**Problem:** Beginning at the top of the listing, repeat each line exactly until the line with "find birch tree" has been repeated too.

**Stored data:**
--*--

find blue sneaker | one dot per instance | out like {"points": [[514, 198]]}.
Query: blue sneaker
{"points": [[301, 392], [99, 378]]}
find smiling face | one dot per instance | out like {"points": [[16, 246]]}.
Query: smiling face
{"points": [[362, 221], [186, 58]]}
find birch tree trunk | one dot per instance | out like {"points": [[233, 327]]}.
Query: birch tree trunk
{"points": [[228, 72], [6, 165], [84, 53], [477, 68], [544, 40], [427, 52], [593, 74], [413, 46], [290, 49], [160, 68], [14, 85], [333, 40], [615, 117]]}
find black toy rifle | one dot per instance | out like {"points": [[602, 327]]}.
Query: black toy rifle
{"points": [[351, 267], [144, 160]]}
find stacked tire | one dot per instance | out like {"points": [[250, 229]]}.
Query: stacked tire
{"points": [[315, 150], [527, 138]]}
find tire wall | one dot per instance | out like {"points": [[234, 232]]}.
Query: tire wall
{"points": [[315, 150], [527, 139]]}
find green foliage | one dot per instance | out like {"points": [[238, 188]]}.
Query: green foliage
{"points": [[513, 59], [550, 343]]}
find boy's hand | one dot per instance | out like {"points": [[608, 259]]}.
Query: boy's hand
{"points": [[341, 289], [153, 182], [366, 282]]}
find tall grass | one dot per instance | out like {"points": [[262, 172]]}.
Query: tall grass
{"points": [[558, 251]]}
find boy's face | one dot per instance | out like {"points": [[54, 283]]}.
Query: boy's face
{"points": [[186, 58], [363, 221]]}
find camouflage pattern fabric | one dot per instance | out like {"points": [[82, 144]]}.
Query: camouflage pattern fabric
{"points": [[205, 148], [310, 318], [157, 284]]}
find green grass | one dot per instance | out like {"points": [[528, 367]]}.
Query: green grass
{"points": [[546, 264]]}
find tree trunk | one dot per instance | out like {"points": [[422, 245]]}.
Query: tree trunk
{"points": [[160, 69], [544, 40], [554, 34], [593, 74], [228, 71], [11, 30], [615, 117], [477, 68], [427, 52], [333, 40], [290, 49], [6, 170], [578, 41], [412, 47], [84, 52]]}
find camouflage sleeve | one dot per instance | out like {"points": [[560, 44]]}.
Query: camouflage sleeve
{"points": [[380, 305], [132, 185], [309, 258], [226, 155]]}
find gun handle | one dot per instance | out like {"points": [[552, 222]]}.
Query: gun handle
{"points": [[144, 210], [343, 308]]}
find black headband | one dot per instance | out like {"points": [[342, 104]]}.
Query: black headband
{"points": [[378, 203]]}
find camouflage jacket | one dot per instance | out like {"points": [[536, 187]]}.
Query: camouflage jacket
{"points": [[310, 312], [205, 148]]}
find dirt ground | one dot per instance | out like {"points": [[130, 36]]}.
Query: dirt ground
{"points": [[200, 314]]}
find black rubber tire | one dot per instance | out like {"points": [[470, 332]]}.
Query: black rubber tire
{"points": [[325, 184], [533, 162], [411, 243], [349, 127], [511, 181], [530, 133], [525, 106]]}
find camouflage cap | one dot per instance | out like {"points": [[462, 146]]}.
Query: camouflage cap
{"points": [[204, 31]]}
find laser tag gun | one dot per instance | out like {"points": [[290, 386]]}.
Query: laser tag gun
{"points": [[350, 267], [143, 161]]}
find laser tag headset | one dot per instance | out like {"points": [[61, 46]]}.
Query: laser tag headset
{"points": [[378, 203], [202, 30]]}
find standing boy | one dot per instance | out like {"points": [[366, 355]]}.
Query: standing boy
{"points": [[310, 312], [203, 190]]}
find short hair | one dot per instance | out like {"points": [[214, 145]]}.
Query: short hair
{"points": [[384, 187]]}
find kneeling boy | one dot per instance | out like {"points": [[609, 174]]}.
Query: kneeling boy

--*--

**Task result:**
find blue sneaker | one dot per instance | out like {"points": [[514, 198]]}.
Query: blue sneaker
{"points": [[301, 392], [99, 378]]}
find smiling face | one dot per instance | out like {"points": [[16, 246]]}.
Query: smiling face
{"points": [[362, 221], [186, 58]]}
find birch tree trunk | one dot per instance | out like {"points": [[233, 327]]}.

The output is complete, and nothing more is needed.